## Instructions to follow
The full listing, excluding its pictures, should be printed exactly as it stands.

## Information provided

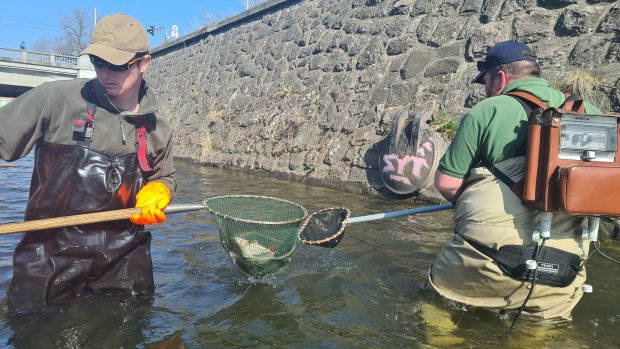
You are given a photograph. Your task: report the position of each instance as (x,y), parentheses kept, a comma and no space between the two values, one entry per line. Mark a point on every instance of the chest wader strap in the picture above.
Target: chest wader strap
(89,126)
(529,102)
(556,267)
(142,158)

## Solution for this problem
You are given a photograph. Your task: report the position of each instance as (x,y), parentheses kept, a comma and no space between the two values, one entry per line. Mark a point on every instance of the chest wader strap in the picture above.
Target: chest wader strap
(89,126)
(529,102)
(556,267)
(142,158)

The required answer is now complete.